--- Start of SUPPLIED MATERIAL ---
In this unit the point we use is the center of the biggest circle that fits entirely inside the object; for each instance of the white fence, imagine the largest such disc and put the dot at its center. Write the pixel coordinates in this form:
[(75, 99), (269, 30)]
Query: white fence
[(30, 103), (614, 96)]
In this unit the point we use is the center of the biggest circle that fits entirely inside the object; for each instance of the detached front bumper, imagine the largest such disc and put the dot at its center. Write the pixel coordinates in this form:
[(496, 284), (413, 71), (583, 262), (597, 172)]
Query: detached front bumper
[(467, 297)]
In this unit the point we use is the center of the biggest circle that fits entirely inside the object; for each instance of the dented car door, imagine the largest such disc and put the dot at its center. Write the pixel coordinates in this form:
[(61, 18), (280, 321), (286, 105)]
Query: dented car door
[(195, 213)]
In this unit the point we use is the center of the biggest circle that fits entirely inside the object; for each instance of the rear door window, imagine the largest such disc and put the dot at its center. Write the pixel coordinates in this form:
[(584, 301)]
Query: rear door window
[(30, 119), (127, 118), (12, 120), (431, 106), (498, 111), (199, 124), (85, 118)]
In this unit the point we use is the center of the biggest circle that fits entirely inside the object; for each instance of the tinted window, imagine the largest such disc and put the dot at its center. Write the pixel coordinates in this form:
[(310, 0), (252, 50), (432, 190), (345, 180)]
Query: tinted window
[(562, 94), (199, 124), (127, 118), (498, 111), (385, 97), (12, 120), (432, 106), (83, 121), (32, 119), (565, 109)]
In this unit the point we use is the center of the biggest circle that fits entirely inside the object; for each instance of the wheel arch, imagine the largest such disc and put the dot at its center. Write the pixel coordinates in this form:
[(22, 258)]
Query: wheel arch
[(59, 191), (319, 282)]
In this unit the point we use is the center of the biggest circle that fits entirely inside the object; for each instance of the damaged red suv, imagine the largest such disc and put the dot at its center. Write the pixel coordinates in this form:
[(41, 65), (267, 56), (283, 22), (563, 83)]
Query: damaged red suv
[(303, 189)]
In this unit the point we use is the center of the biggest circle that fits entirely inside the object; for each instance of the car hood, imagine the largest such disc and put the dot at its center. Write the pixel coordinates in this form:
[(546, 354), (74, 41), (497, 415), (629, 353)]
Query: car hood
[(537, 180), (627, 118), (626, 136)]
--- End of SUPPLIED MATERIAL ---
--- Start of SUPPLIED MATERIAL ---
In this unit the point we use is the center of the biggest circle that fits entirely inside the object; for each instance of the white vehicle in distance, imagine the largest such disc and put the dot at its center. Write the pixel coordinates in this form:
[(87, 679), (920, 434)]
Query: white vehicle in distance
--- End of SUPPLIED MATERIAL ---
--- Start of SUPPLIED MATERIAL ---
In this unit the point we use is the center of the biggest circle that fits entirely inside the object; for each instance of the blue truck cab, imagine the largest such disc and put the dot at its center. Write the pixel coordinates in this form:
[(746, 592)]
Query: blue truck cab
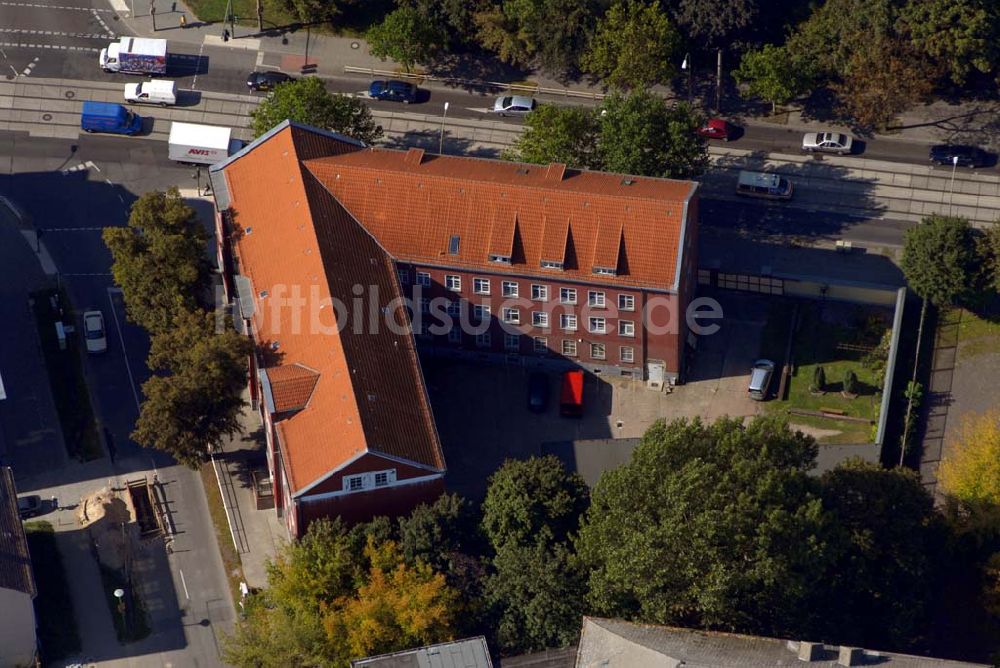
--- End of SUPPLIED MATERIAL ---
**EXERCISE DESCRIPTION**.
Could you rewrite the lines from the one with "of the blue" up to and including the one with "Query: blue truck cab", putting "blue delivery van" wherever "blue truck cab" appears and leaving all else as it is?

**IN RESPONSE**.
In this unit the point we use is the center of the biggest circle that fits entirely inside the object; for each instance of the blue delivery van, imagine the largest such disc and put the dot at its center. Write the pixel coordinates in this form:
[(746, 592)]
Query: blue delivery van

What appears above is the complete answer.